━━ ENTRIES SHOWN ━━

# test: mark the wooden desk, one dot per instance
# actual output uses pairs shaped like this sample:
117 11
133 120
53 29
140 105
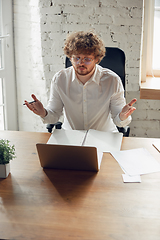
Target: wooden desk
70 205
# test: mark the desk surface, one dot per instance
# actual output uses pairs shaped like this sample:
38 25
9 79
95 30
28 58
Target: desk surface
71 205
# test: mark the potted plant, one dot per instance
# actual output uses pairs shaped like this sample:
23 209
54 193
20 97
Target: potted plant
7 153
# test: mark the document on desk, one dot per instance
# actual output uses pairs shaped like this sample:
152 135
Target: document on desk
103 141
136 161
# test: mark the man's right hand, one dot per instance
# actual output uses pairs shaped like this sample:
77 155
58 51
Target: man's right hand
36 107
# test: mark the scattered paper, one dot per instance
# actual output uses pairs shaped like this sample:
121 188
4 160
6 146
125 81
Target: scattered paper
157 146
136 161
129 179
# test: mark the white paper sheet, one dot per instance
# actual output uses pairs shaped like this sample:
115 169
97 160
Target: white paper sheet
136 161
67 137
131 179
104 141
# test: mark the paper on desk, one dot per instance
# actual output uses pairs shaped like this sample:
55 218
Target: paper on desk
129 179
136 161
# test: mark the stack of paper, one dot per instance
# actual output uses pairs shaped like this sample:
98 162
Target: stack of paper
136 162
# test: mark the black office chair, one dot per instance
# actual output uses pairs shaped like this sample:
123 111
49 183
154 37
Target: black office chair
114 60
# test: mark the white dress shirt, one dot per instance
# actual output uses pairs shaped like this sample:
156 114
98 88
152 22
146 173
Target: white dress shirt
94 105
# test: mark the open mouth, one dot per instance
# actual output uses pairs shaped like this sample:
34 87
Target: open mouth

━━━
━━ ENTRIES SHOWN ━━

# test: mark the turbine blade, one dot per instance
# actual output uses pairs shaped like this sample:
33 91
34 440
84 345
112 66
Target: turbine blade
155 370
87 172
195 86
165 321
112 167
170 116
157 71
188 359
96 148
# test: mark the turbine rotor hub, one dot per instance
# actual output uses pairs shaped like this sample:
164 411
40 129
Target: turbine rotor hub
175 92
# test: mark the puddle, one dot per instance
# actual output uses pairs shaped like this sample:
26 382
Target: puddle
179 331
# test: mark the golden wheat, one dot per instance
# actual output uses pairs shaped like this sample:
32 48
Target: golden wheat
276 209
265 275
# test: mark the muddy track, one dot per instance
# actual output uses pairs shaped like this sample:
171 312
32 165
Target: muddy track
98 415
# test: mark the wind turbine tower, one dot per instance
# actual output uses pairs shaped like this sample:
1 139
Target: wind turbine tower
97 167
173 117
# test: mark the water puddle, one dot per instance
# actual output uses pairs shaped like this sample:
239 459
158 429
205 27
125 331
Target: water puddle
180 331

━━━

STATED GOAL: Pull out every line of the records that contains the string "open", matching case exactly.

COMPLETED EXERCISE:
# test: mark the open mouth, one dot per instance
Target: open mouth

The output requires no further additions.